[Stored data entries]
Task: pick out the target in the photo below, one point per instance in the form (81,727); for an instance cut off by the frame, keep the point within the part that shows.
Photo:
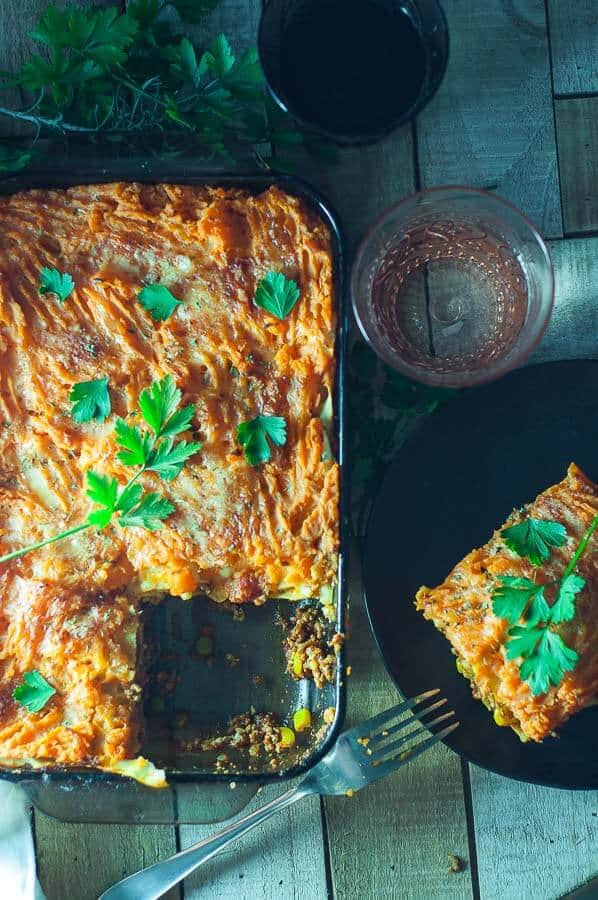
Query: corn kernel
(287,737)
(302,720)
(297,665)
(204,645)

- TASK GOAL -
Without including the pictures, copy all of the data exactly.

- ANSWER SPACE -
Task: pick out the target in the photo below, one point per instance in the form (81,727); for an instance cut off by the frame, keep the point within the part that shows.
Photo:
Query: corn kernel
(287,737)
(302,720)
(297,665)
(204,645)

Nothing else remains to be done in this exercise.